- **Your instructions**:
Pick out and copy every line of the records below that contains the word "window". Case counts.

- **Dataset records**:
────────────────

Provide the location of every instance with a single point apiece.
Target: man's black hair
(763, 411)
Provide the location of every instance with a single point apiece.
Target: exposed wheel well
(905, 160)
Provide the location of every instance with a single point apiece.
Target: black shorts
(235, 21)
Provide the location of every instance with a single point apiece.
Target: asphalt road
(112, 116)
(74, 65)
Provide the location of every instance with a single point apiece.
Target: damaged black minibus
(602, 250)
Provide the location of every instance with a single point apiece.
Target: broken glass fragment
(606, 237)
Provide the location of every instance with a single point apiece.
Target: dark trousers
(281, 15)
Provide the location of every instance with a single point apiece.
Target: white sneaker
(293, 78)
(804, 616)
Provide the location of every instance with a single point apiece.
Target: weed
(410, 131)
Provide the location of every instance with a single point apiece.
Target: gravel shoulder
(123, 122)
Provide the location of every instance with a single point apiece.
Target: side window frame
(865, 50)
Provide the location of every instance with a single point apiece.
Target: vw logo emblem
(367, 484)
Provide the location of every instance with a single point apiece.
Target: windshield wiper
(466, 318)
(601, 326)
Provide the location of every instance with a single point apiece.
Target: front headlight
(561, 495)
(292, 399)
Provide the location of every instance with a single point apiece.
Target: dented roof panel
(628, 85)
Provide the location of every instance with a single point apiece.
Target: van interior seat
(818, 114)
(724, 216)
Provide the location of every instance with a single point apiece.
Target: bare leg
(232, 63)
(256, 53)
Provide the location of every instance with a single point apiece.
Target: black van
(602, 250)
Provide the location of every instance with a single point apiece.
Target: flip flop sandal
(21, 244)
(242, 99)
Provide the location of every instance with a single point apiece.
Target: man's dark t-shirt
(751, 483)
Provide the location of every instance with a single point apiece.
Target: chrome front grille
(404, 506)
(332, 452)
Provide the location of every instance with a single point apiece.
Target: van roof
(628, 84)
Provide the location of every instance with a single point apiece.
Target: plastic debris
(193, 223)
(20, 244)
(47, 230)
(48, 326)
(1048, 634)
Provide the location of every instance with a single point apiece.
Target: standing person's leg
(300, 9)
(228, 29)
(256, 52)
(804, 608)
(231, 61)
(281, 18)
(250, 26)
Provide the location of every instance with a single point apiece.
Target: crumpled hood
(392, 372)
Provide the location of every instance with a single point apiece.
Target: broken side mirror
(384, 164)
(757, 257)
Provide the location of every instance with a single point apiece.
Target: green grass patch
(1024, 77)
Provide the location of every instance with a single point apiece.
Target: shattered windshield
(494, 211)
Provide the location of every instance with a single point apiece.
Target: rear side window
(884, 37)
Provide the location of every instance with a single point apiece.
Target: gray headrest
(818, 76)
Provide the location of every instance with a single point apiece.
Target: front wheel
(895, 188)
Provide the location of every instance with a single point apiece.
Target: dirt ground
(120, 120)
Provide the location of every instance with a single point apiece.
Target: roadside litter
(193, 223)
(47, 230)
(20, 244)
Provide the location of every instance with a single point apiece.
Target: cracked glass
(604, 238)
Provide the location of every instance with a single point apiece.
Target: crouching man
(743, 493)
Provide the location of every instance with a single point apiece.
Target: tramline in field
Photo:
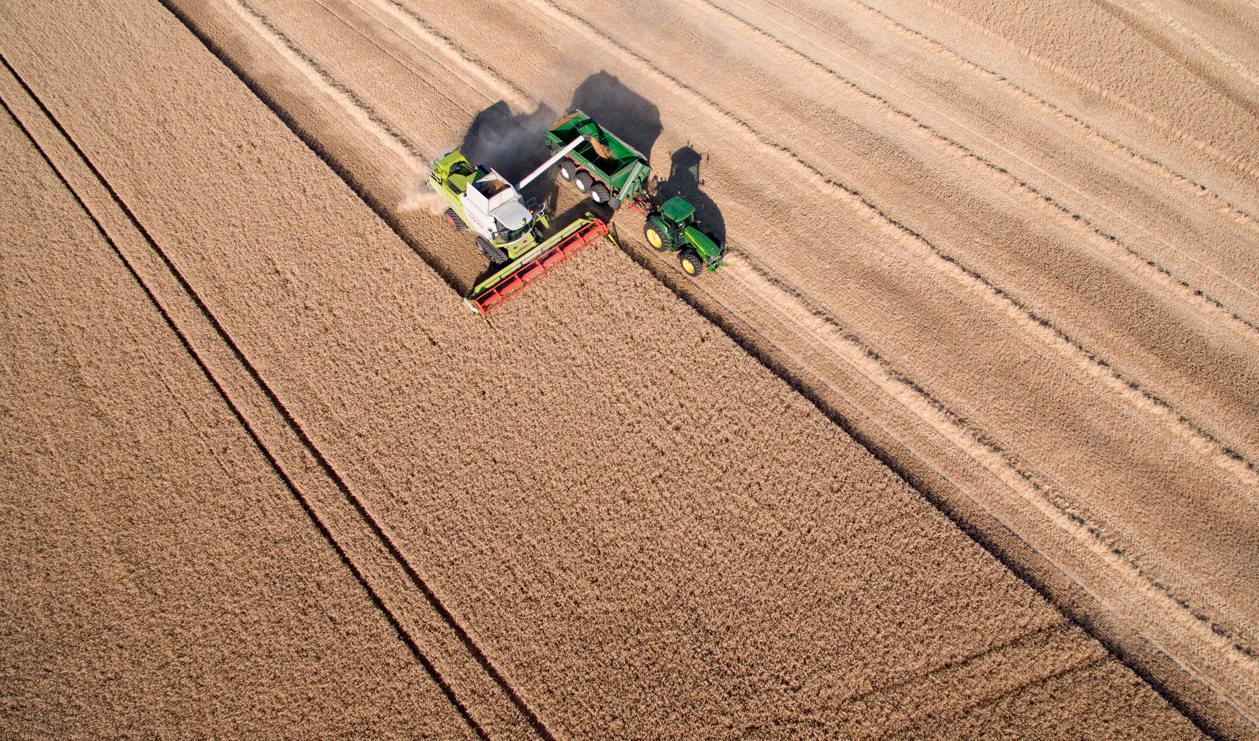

────────────────

- **Right answer**:
Target: side window frame
Target: rear side window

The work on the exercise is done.